PROBLEM DETAILS
Write out the complete material exactly as it stands.

Collected data entries

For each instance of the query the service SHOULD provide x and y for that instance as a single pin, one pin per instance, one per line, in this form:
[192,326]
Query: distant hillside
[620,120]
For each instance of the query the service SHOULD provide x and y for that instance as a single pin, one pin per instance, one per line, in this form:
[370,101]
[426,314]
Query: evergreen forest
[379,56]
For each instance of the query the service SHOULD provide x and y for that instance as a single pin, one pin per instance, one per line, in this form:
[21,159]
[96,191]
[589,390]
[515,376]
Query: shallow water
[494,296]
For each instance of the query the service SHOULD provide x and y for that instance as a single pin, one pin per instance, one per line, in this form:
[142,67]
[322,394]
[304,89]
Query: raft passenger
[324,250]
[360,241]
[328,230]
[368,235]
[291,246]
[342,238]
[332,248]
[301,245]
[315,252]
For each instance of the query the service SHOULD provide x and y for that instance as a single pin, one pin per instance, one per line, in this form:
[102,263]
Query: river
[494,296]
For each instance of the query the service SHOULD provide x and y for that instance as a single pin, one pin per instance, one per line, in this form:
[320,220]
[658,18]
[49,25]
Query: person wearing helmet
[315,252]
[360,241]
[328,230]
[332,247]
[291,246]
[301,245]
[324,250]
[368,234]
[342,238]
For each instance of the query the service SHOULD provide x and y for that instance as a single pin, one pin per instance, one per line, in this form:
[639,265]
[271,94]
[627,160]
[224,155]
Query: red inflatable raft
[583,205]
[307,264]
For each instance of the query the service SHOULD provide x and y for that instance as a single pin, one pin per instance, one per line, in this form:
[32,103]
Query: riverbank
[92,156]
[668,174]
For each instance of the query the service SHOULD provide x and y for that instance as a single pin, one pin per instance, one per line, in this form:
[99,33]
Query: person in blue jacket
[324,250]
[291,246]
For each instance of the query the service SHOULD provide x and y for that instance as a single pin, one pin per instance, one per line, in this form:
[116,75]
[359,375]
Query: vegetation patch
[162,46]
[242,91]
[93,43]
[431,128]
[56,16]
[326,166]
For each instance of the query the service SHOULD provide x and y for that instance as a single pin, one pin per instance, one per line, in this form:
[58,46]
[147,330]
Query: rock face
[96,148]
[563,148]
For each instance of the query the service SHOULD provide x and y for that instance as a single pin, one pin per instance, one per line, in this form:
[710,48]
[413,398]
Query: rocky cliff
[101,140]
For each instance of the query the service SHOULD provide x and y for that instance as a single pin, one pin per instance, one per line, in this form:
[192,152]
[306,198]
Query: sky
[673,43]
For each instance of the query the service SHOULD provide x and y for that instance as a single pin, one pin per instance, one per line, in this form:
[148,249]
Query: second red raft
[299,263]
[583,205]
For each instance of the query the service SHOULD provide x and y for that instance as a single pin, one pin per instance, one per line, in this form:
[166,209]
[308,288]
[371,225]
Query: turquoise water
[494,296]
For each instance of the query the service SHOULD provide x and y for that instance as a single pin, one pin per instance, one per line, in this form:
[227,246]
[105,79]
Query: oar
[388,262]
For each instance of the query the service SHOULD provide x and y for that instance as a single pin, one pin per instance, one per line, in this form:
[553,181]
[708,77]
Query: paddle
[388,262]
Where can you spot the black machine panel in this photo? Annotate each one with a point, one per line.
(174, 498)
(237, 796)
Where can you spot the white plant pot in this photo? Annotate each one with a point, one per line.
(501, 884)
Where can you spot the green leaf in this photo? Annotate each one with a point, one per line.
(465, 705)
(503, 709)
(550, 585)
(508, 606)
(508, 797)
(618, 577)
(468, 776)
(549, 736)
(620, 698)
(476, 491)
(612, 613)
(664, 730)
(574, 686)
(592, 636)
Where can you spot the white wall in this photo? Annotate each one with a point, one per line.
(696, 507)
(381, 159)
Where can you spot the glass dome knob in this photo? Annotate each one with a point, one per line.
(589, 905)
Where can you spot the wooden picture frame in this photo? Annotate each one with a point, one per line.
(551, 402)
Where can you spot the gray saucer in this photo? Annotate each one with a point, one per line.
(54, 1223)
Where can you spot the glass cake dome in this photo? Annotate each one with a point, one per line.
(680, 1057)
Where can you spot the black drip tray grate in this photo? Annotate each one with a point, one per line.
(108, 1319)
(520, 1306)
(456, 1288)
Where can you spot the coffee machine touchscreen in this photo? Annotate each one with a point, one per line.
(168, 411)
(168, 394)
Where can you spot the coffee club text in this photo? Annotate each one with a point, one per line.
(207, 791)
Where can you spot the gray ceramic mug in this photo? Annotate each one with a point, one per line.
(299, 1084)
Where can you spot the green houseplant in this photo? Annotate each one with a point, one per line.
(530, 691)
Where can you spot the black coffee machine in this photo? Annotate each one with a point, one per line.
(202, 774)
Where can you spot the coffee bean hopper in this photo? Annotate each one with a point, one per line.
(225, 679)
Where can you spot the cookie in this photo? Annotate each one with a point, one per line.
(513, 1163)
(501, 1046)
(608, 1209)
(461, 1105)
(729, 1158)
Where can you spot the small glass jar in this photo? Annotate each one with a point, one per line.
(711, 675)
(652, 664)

TASK RESPONSE
For each instance of the query the service SHOULD provide x and y for that instance as a single pin, one pin per instance, one per line, in this form:
[192,326]
Query: distant hillside
[620,120]
For each instance of the query the service SHOULD provide x and y for that instance as a single pin, one pin per instance, one per line, in this form:
[370,101]
[426,314]
Query: evergreen forest
[379,56]
For each instance of the query the service SHOULD provide x and y for that instance as a single pin, one pin per instance, one per line, in this form:
[21,159]
[96,191]
[589,390]
[515,376]
Query: shallow water
[494,296]
For each instance of the query the service SHOULD provide x and y for that instance as a single pin, one pin per instance, one per line, in this form:
[142,67]
[322,394]
[304,89]
Query: raft passenger
[324,250]
[360,241]
[328,230]
[368,235]
[291,246]
[342,238]
[332,248]
[301,245]
[315,252]
For each instance of the query the service SHOULD provide x and y for that instance as a single pin, one pin per instance, one per line, in this form:
[102,263]
Query: river
[494,296]
For each instance of the query the service SHOULD provide x and y for that instance as a single pin, one pin per instance, one per line, in this form:
[320,220]
[658,18]
[49,25]
Query: person wearing helmet
[315,252]
[360,241]
[328,230]
[332,247]
[291,246]
[301,245]
[324,250]
[368,234]
[342,238]
For each instance of the query the service SHOULD provide x and y for that instance as a single pin, one pin per instance, one per line, in this form:
[639,265]
[271,94]
[627,160]
[224,155]
Query: red inflatable raft
[583,205]
[307,264]
For each instance of the query the service SHOULD provide x and y for that instance as a single pin, one pin per instance, one per line, in this form:
[32,103]
Query: riverbank
[92,156]
[668,174]
For each instance of the query the service SHOULD provide x and y for that instance as a single pin, one pin per instance, one per line, in this form:
[99,33]
Query: person in blue jacket
[324,250]
[291,246]
For each instance of the query the service SHOULD provide x and y for that instance as a single pin, one pin per instance, one per line, in this form:
[116,75]
[359,375]
Query: vegetation patch
[162,46]
[242,91]
[93,43]
[431,128]
[56,16]
[326,166]
For each instance of the query the service SHOULD provide x and y for that instance as a single pin, one pin per instance, one per line, in this form:
[58,46]
[147,330]
Query: rock face
[96,148]
[563,148]
For each instance of the query the service SHOULD provide x and y for that instance as a single pin, one pin per instance, one per line, in this form:
[710,48]
[413,398]
Query: rocky cliff
[101,140]
For each instance of the query the service SHOULD provide x and y for that instance as a single pin, one pin per instance, one per line, in this form:
[192,152]
[306,198]
Query: sky
[673,43]
For each instance of the query the service SHOULD provide x and y for that instance as a single pin, one pin per instance, one per line, in this form:
[148,249]
Query: second red raft
[299,263]
[583,205]
For each instance of the query the service SHOULD provide x and y for that instance as a single pin, one pin per instance, one per line, in this form:
[166,209]
[308,288]
[371,225]
Query: turquoise water
[494,296]
For each instance of the query the service SHOULD provide x and y for that instance as a single pin, one pin per instance, one per line, in this form:
[227,246]
[105,79]
Query: oar
[388,262]
For each instance of the query the service SHOULD provide x and y for that instance as a single pin, one pin per instance, one per line, in this form:
[553,181]
[708,77]
Query: paddle
[388,262]
Where can you spot the black machine panel in this photo? Annotate each one with a point, one per line.
(174, 498)
(237, 796)
Where can you spot the white plant pot in this photo? Annotate each one with a point, one per line.
(501, 884)
Where can you spot the green leaf in this photo? Annotate each one with a point, one per line.
(465, 705)
(503, 709)
(550, 585)
(508, 606)
(508, 797)
(618, 577)
(468, 776)
(549, 736)
(620, 698)
(476, 491)
(612, 613)
(664, 730)
(574, 686)
(592, 636)
Where can you spot the white wall in this photo? Annotate each one with a point, one per line.
(696, 507)
(381, 159)
Where can you spot the glass dome knob in this photo? Annotate each one with a point, one per line.
(589, 905)
Where can you spot the wooden picture frame in this photo? Annotate each one with a point, one per line.
(551, 402)
Where can you spot the gray saucer in this photo? Annotate each one with a point, one per line.
(54, 1223)
Where can you spot the glass cake dome in this photo? Annotate each one with a point, one per line.
(680, 1057)
Where can you spot the black drip tray grate in this photo? Annotate each one with a point, one per line.
(108, 1319)
(520, 1306)
(456, 1288)
Where can you spot the coffee machine touchscreen in this photo? Annotate each one with a point, one per line.
(168, 411)
(168, 394)
Where can you spot the coffee club text in this photo? Annotate each one with a point, one per line.
(207, 791)
Where can you spot the gray ceramic mug in this photo? Annotate each one with a point, one per line.
(299, 1084)
Where can you spot the green houseplant in this photo? Annotate each one with a point, one per line.
(530, 691)
Where can you spot the black coffee machine in this photo? Annotate each one with a point, one per line.
(202, 774)
Where can you spot the coffee bean hopper in this photo? Annotate each one with a point, one per line.
(225, 679)
Where can you spot the cookie in this photo? Annotate each one with a point, one per line.
(513, 1163)
(501, 1046)
(608, 1209)
(461, 1105)
(729, 1158)
Where can you spot the small glass jar in this photo? Annotate each one with a point, one per line.
(711, 675)
(652, 664)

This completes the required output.